* WHAT THIS TASK INVOLVES: The answer is every record that follows, printed exactly.

* THE INPUT:
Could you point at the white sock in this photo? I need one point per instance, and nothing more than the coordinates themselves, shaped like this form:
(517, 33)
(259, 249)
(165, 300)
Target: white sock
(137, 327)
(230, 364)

* RESULT:
Could you point at the white sock in this photo? I need one point per instance, and nothing more than the coordinates themselves, shaped like this form:
(517, 33)
(259, 249)
(165, 300)
Target: white sock
(137, 327)
(230, 364)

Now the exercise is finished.